━━━ Recorded data

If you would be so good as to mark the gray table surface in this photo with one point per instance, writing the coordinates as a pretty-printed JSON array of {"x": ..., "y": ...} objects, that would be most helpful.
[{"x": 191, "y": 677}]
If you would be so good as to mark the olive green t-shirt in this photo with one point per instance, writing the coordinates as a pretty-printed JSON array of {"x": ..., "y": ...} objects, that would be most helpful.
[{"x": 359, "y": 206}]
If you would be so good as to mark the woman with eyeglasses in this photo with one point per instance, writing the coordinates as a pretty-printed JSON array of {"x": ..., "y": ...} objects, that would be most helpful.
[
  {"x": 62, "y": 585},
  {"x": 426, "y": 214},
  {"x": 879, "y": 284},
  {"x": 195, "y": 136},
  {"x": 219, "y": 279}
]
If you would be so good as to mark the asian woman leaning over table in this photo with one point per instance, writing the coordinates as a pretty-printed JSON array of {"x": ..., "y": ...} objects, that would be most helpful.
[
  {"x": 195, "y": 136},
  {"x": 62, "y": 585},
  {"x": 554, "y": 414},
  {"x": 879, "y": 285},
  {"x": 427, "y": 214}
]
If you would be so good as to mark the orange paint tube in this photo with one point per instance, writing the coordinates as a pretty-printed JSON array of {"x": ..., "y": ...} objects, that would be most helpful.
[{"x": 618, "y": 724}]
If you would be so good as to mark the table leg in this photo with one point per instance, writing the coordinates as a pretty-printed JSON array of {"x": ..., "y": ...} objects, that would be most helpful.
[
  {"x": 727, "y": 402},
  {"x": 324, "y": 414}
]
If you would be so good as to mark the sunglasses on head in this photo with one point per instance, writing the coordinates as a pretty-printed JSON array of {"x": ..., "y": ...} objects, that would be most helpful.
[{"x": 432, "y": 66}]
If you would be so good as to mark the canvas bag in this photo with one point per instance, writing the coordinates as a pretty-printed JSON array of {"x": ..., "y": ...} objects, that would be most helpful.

━━━━━━

• **Aim of the task**
Return all of the material above word for word, every line in its original order.

• **Complete output**
If you would be so good as to mark the gray table surface in this photo with one point per instance, writing the coordinates as a pretty-printed JSON array of {"x": ..., "y": ...} objects, that would be most helpful.
[{"x": 191, "y": 677}]
If you would be so good as to mark the olive green t-shirt in this photo with one point per instance, writing the coordinates as a pretty-printed JSON array of {"x": ..., "y": ...} objects, that would be most helpful.
[{"x": 359, "y": 206}]
If you would be so good as to mark the woman with eyeglasses in this photo with one point per instance, writing the coordinates as a pretty-printed JSON array of {"x": ..., "y": ...} objects, that would be most helpful.
[
  {"x": 62, "y": 585},
  {"x": 426, "y": 214},
  {"x": 879, "y": 284},
  {"x": 195, "y": 136},
  {"x": 219, "y": 279}
]
If you would be so good as to mark the asian woman leaning over table in this photo with one point per instance, writing the coordinates as a pretty-printed JSON array of {"x": ..., "y": ...} objects, that would be most helpful.
[
  {"x": 195, "y": 136},
  {"x": 62, "y": 585},
  {"x": 554, "y": 414},
  {"x": 879, "y": 285},
  {"x": 427, "y": 214}
]
If you would be so good as to mark the orange paint tube in this photo with one point per instance, writing the coordinates as a pretty-printed JSON array of {"x": ..., "y": ...} objects, that would be most helpful.
[{"x": 618, "y": 724}]
If you would be so good as to mark the table leg in this photo with one point per instance, writing the coordinates as a pretty-printed JSON array of {"x": ..., "y": ...} objects, that would be most helpful.
[
  {"x": 727, "y": 402},
  {"x": 324, "y": 414}
]
If you would be so good as to mark the sunglasses on head in this photo with one point per instance, writing the coordinates as a pretty-printed JSON array of {"x": ..., "y": ...} objects, that would be most helpful.
[{"x": 432, "y": 66}]
If you would be so good as to mark the canvas bag in this photo with one point per instance, writing the coordinates as a pretty-printed JSON array of {"x": ..., "y": ...} objects, that would be most helpful.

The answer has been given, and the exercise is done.